Agricultural industrialization and rural infrastructure interact positively and negatively, and exploring their interactions and main influencing factors is necessary. As a result of this, we introduce coupling coordination to evaluate such interactions; in other words, coupling coordination can measure whether and how these two interact harmoniously (Huang et al. 2024a). The coupling coordination model has been widely applied to measure the interactions among systems to see whether they achieve sustainable, harmonious coordination (Wang et al. 2025; Yin et al. 2024; Zhao and Han, 2025); the results based on the coupling coordination have been successfully applied to guide practice in various fields (Geng et al. 2022). For instance, previous studies have used coupling coordination to evaluate the interactions between education and science popularization, between electricity and economy, between rural revitalization and urbanization, and between economic and environmental sustainability, depicting the usefulness of achieving SDG (Geng et al. 2024a; Geng and Yan, 2021; Liang and Zhao, 2024; Ma et al. 2025).
-=-=-
Proceed with the passage on coupling coordination between agricultural industrialization and rural infrastructure, picking up right after its last sentence.

[Records from a collection]
-=-=-
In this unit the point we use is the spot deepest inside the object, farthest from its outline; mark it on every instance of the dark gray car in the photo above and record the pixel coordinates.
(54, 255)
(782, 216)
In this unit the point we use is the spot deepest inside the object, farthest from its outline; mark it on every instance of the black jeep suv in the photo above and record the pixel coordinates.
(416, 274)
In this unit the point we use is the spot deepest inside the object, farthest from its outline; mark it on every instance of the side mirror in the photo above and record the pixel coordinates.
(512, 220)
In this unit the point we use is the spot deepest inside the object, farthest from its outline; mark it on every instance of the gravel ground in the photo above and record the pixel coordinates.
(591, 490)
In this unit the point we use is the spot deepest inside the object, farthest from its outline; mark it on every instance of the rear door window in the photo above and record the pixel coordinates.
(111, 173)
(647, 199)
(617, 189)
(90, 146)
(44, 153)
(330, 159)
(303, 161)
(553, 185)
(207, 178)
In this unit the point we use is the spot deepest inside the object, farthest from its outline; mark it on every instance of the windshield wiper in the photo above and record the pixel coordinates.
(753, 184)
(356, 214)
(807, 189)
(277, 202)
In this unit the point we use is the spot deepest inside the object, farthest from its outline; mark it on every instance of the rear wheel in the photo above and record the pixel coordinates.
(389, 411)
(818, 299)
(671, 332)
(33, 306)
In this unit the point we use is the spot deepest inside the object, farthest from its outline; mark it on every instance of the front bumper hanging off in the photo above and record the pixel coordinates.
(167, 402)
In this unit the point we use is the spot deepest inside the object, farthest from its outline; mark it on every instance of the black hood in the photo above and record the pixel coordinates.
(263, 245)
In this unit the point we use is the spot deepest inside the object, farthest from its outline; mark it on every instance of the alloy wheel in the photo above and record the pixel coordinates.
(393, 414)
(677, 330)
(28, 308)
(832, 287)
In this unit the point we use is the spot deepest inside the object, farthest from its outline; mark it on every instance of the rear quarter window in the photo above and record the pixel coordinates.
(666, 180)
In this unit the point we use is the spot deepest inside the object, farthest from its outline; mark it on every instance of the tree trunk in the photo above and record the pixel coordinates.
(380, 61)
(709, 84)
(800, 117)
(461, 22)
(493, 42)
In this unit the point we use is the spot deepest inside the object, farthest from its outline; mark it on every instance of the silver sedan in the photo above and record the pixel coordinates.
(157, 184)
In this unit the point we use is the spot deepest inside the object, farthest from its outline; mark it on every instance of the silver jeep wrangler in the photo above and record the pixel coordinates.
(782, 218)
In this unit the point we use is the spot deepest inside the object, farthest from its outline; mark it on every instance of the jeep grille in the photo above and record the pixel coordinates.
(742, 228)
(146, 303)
-=-=-
## RESULT OF THIS EXERCISE
Current research examines the coupling coordination mechanisms in agricultural industry development, rural infrastructure construction, and related systems. Regarding the “agricultural industry” system, studies have explored the coupling coordination relationship between cropland and livestock, which reveals that urbanized areas are more likely to experience the decoupling of cropland from livestock; thus, it is crucial to prioritize coordinated development between cropland and livestock in the agriculture system (Chen et al. 2023). Another study highlights the importance of the coupling coordination among land resources, water resources, and food production in the agriculture system (Liu et al. 2025a). Additionally, some research has focused on the coordination between rural e-commerce and comprehensive rural development, emphasizing its significance in promoting rural economic growth (Zhu and Luo, 2024). Regarding “rural infrastructure,” some studies explore the coupling coordination between China’s “digital countryside strategy” (aiming to enhance digitalization in rural areas) and inclusive green growth, suggesting that innovation, disaster reduction, and increased financial support can strengthen the coordination status (Zhang et al. 2024b). Besides, some research has explored the coordination between rural infrastructure digitization and rural tourism, noting that inadequate infrastructure hinders their benign synergetic development. (Liu et al. 2024). Additionally, some studies have examined the coordination relationship between digital rural construction and high-quality agricultural development, suggesting agricultural technology innovation, digital agricultural production bases, and digital skills training promote sustainable agriculture (Tian and Zhou, 2025).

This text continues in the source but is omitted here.